§ **課題 1**
肖像権とパブリシティ権の文書抜粋では、パブリシティ権が肖像権と違うのは何に注目している点だとされていますか？

§ **文書抜粋**

=====

肖像権とはプライバシー・人格を保護するもの
インターネットやSNSで、肖像権(しょうぞうけん)という言葉を聞いたことはあるでしょうか。肖像とは「人の姿や顔を写した絵・写真など」をいいます。肖像権は、自分の許可なしに自分の顔や体を撮影・公開しないように求める権利です。
肖像は個人情報に当たり、本人の許可を得ずに撮影や公表・拡散されることは、その人に不快感や精神的苦痛、恐怖を引き起こしかねません。肖像権は、そのような精神的苦痛から守るためにあります。
現在はインターネットの利用が当たり前になりました。公表された写真は簡単に拡散されやすく完全に消すことは難しいため、肖像権を守らないと深刻な被害が起こる危険があります。
パブリシティ権とは財産的利益を保護するもの
パブリシティ権は肖像権と重なる部分もありつつ、肖像や名前などの財産的価値に注目しているところが違います。
有名人の肖像や名前などの商品的価値が上がると、その人気によって肖像を使った商品の買い手が増える効果が生まれます。その効果は本人が築き上げた財産の一種とみなされるため、無断で利用されないように保護するのがパブリシティ権です。

=====

§ **課題 2**
データセットの行のうち、「of the paved」を含む行から「Target: paved road」を含む行まで（その行も含む）を一字一句そのまま複写してください。

(ポインティングデータセットのレコード)
=====

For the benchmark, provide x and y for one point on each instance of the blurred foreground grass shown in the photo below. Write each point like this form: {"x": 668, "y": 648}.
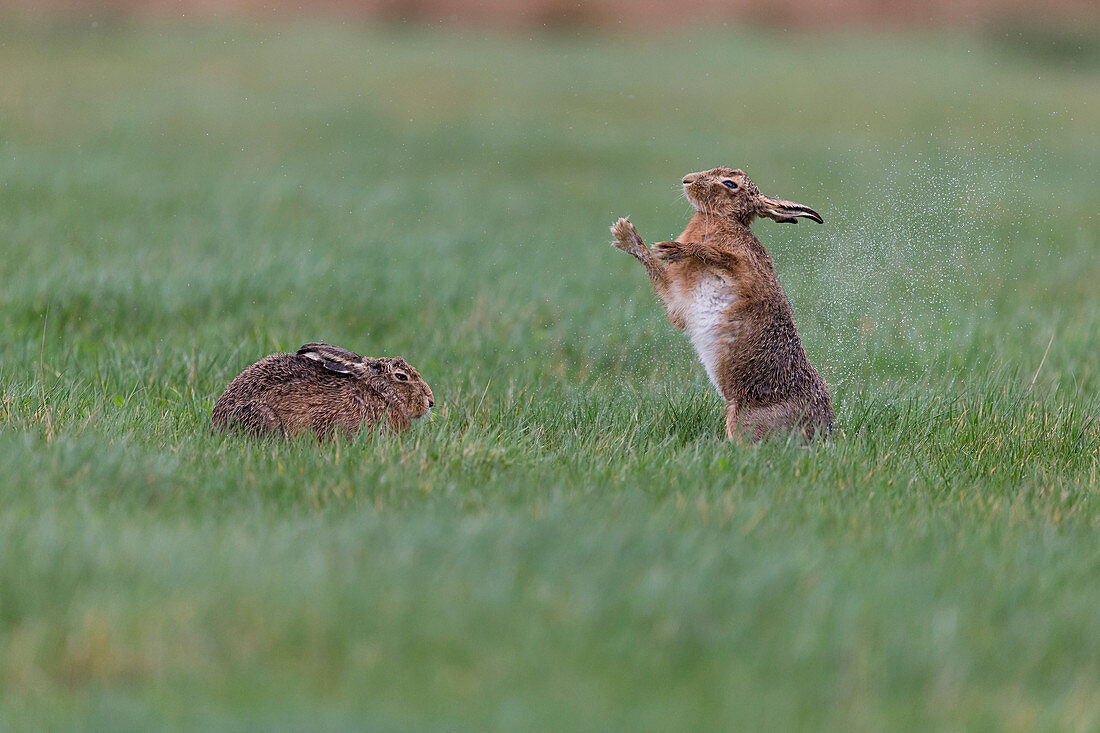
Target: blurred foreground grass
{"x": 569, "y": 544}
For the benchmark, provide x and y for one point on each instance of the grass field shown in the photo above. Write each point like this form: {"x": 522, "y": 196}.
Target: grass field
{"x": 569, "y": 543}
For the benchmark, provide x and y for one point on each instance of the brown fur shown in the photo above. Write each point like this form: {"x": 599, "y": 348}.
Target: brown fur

=====

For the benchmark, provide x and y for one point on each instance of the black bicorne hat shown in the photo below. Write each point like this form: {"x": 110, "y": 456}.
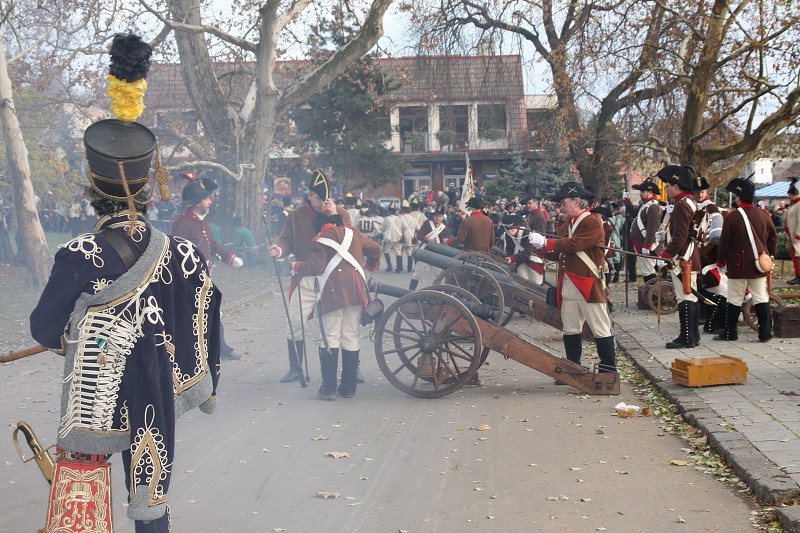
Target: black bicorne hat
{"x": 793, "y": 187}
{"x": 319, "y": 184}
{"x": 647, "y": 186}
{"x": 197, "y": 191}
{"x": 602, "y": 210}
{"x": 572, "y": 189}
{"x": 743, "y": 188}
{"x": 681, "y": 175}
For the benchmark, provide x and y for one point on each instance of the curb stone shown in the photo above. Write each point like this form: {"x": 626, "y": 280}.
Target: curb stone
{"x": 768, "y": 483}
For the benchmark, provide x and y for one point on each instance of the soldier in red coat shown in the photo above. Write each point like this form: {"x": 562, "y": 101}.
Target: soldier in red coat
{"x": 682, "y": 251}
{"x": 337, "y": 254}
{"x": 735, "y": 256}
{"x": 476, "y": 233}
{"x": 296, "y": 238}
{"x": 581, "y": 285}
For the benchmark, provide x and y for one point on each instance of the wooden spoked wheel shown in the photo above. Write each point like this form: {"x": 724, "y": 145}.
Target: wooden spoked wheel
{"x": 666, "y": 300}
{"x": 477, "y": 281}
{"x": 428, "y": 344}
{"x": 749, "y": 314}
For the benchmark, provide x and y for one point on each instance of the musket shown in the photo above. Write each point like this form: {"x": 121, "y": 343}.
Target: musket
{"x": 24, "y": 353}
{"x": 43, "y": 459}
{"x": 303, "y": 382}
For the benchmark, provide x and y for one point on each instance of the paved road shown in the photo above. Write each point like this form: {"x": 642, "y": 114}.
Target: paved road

=====

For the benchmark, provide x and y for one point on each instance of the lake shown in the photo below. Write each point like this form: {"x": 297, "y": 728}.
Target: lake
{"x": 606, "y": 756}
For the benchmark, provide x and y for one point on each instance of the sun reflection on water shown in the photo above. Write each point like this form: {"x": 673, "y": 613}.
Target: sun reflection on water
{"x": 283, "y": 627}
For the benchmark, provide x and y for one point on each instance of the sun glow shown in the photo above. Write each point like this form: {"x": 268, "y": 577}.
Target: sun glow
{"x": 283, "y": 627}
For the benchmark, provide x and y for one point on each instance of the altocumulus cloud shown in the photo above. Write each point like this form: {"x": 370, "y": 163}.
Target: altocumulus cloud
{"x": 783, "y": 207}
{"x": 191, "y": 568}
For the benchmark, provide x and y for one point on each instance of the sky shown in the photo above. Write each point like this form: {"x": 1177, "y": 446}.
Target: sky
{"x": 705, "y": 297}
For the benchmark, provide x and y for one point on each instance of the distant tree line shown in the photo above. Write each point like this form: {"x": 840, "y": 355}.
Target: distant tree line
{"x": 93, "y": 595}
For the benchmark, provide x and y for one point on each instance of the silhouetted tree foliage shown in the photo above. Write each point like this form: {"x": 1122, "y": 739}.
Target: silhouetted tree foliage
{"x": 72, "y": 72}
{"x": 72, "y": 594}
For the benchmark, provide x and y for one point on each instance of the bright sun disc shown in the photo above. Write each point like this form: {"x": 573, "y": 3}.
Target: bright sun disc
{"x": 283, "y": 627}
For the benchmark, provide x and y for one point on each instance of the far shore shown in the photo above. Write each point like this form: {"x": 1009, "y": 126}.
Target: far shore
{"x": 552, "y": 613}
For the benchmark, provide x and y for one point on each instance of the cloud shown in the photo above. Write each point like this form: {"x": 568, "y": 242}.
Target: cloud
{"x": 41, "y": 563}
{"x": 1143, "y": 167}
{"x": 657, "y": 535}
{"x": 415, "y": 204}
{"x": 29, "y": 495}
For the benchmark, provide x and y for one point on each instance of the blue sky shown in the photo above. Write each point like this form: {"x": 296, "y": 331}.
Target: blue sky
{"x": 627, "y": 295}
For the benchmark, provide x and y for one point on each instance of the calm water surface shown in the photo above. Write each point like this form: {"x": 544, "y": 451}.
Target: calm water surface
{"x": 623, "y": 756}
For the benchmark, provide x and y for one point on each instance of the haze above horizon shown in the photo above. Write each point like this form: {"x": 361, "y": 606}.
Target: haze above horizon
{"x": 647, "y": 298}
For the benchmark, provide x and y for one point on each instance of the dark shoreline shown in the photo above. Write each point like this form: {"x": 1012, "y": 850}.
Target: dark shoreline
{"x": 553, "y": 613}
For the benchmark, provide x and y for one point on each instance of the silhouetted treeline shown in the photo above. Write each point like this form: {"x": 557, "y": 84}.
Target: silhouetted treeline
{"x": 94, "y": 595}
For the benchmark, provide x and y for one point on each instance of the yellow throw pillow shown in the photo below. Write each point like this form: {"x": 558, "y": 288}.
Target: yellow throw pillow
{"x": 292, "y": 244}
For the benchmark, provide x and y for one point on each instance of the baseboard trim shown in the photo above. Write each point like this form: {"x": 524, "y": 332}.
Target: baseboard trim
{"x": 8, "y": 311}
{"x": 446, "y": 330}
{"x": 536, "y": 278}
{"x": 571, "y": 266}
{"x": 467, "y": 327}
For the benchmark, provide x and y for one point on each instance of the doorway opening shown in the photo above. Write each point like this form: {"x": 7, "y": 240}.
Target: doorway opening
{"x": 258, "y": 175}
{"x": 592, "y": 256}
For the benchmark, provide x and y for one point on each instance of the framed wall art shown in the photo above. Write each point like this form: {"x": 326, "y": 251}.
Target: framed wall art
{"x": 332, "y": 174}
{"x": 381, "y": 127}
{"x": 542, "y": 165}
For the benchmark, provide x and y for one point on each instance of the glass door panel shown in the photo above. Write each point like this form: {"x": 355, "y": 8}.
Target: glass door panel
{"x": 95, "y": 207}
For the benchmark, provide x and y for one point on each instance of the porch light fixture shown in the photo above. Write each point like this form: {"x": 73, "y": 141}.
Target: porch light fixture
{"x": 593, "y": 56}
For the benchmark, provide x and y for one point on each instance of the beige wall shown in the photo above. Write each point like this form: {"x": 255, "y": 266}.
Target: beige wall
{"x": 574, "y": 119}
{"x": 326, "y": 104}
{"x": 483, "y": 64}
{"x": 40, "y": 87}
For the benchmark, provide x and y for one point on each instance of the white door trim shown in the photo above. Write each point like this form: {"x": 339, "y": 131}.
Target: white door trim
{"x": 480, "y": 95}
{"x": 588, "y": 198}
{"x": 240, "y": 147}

=====

§ **解答 1**
肖像や名前などの財産的価値に注目している点です。

§ **解答 2**
For the benchmark, provide x and y for one point on each instance of the paved road shown in the photo above. Write each point like this form: {"x": 642, "y": 114}.
Target: paved road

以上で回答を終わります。